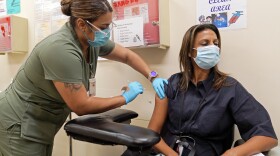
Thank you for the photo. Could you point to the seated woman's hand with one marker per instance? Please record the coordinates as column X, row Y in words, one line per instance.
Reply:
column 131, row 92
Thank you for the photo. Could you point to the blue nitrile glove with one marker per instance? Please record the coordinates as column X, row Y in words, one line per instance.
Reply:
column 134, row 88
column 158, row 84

□ □ □ □ □ □ □

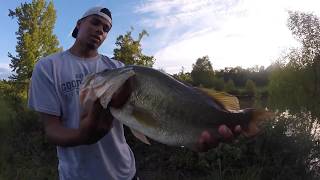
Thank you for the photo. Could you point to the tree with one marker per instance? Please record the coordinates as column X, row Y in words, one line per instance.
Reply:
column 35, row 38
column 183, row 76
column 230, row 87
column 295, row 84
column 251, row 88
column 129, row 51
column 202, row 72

□ □ □ □ □ □ □

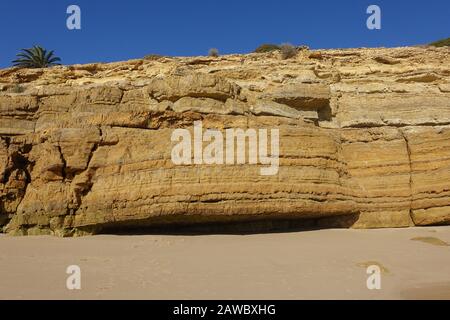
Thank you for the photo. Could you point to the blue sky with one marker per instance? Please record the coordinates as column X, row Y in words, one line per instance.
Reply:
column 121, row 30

□ □ □ □ □ □ □

Task statement:
Every line from the data above that contains "with" must appear in the answer.

Solution:
Thank you for the photo. Could you point to the seated woman's hand with one marker per instance? Please record the coordinates as column X, row Y in words, one line per instance.
Thank you for the photo. Could you point to the blue nitrile glove with one marker per instance? Please record the coordinates as column X, row Y in words, one line per instance.
Thank you for the photo. Could you point to the tree with one marker per instance? Please record the coordinates as column X, row Y in words, one line per instance.
Thank you for the photo. Could you point to the blue sky with one marker per instance? Please record the coordinates as column X, row Y in words, one line per instance.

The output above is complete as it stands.